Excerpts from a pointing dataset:
◇ ◇ ◇ ◇

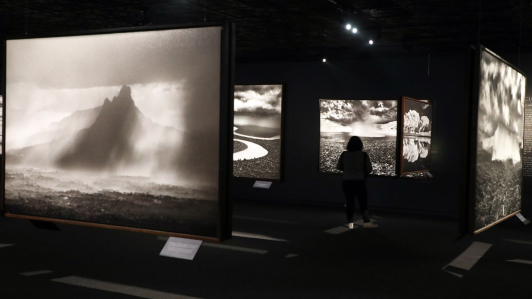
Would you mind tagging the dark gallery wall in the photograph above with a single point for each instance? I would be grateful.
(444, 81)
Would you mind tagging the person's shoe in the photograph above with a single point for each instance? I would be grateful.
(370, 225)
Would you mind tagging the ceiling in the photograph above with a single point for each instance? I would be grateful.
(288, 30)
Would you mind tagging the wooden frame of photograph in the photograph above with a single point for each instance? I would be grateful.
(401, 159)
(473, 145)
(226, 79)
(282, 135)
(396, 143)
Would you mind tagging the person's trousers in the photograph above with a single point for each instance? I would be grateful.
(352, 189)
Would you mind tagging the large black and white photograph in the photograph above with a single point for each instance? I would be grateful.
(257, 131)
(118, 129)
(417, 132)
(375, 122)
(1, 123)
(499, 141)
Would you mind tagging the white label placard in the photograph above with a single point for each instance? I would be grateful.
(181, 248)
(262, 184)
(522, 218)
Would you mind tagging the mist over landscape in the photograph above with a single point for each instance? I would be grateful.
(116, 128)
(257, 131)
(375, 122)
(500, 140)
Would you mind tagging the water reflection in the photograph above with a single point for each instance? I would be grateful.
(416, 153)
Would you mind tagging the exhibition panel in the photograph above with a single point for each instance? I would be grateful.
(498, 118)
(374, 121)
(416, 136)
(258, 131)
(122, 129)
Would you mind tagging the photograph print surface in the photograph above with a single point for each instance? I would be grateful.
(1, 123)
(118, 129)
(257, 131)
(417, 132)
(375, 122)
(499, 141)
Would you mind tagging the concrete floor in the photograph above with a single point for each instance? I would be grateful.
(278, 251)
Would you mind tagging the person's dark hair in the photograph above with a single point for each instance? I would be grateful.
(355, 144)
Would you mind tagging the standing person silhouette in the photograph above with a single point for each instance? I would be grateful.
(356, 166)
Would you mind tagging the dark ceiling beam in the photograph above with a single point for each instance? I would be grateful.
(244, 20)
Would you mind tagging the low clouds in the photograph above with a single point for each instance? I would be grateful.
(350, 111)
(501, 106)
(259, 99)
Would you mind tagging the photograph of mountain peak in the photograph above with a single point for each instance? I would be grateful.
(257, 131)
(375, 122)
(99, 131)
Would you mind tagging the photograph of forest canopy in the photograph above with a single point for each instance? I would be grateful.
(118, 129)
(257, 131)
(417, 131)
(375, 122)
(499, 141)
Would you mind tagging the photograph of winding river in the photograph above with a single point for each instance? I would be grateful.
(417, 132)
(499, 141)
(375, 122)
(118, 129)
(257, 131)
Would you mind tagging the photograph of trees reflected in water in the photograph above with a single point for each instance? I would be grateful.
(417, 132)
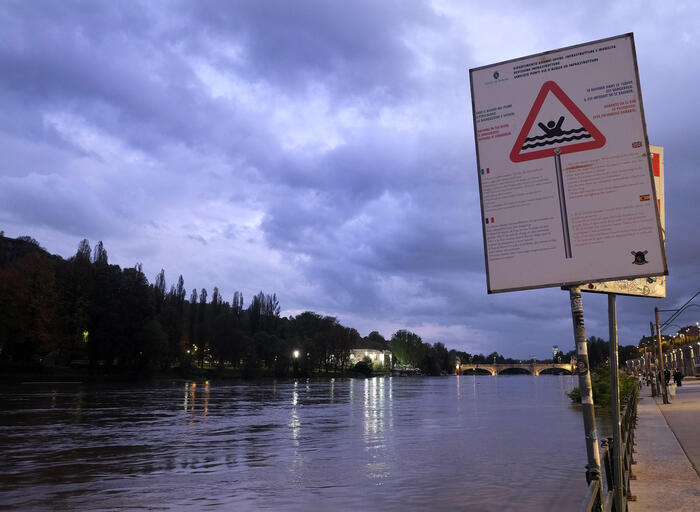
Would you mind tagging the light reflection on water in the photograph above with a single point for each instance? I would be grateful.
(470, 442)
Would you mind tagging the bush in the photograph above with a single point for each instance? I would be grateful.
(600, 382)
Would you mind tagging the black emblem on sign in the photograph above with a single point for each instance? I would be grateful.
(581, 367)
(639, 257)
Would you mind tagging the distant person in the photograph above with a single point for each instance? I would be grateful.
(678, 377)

◇ ◇ ◇ ◇

Stated task => Return all of the lines above word for word, with the pictures left out.

Response to this exercise =>
Would you mind tagging the dark gallery wall in the photograph above with a single point for each instance? I would be grateful.
(444, 81)
Would you mind tagging the person's shoe in the photograph above with a single point for each instance? I would be grateful.
(370, 225)
Would you mind tagging the ceiling in the photograph above with a single point for each instance? I would be grateful.
(288, 30)
Would you mind tagging the wooden frame of photograph in the photograph above with a single point for each instance? I would be grateful.
(401, 159)
(473, 145)
(226, 79)
(282, 135)
(396, 143)
Would you mind tagging the person's trousers in the photograph above with a single point for each instance? I would be grateful.
(352, 189)
Would you mind tagging the large black and white photograph in the photograph above with a single point for each instance? I would be grateful.
(257, 131)
(118, 129)
(417, 132)
(375, 122)
(1, 123)
(499, 141)
Would you mind tagging the white label placard in the photograph above with a single point for each instance? I would be grateful.
(181, 248)
(262, 184)
(522, 218)
Would you mind tagging the mist over landscape in the photograph above with a single point for each instance? I would be grateful.
(116, 128)
(257, 131)
(375, 122)
(500, 140)
Would you mind tagging the water reflection in the photograph above with a single point for each instance? I would be grateful.
(416, 153)
Would you mind tagging the exhibition panel in the photograph above with a single point for each instance? I would be grateful.
(498, 118)
(374, 121)
(416, 136)
(258, 131)
(122, 129)
Would you mind tagging the photograph print surface in the photograph above with a single point for each instance? I would be grateful.
(1, 123)
(118, 129)
(257, 131)
(417, 132)
(375, 122)
(499, 141)
Would you mind tagging the concrete floor in the photograph above with a single point for each instance? I would be grateful.
(278, 251)
Would you mind tagging the person's dark hair in the photograph above with a single point for each instance? I would be grateful.
(355, 144)
Would you mind tagging the standing person silhouette in the photograph above with a single point for each instance? I would be grateful.
(356, 166)
Would you mind tagging the dark ceiling beam in the photograph above with a single point for each instance? I would be grateful.
(244, 20)
Would you mind tagging the low clouds in the photograph above with a single point for each instance? I would be grateful.
(350, 111)
(501, 106)
(259, 99)
Would you mind tagging the photograph of mountain peak in the photograph above with a single point for each instance? I would be grateful.
(257, 131)
(375, 122)
(99, 131)
Would you mind tagging the photograph of forest canopy in the photograph above with a single point for each instance? I would be grateful.
(118, 129)
(257, 131)
(417, 131)
(375, 122)
(499, 141)
Would you mind tagging the photograph of winding river in the photograph above with a single point for each instance? I would be grateful.
(417, 132)
(499, 141)
(375, 122)
(118, 129)
(257, 131)
Would you mind tagging the photograph of trees reflected in water in the photograph above with a single point for each instance? I would be grateful.
(417, 132)
Would you mind tagging the light reflection on water in the photograph above with a single point for each instance? I would be grateful.
(470, 442)
Would you mind tagging the bush in the photograph above with a single point for each instance? I would be grateful.
(600, 382)
Would you mind tagging the black emblem on sign in the photograph above with a single point for each instance? I would be grateful.
(581, 367)
(639, 257)
Would you mind tagging the distant person in the photograph above with a single point for each instance? I would be grateful.
(678, 377)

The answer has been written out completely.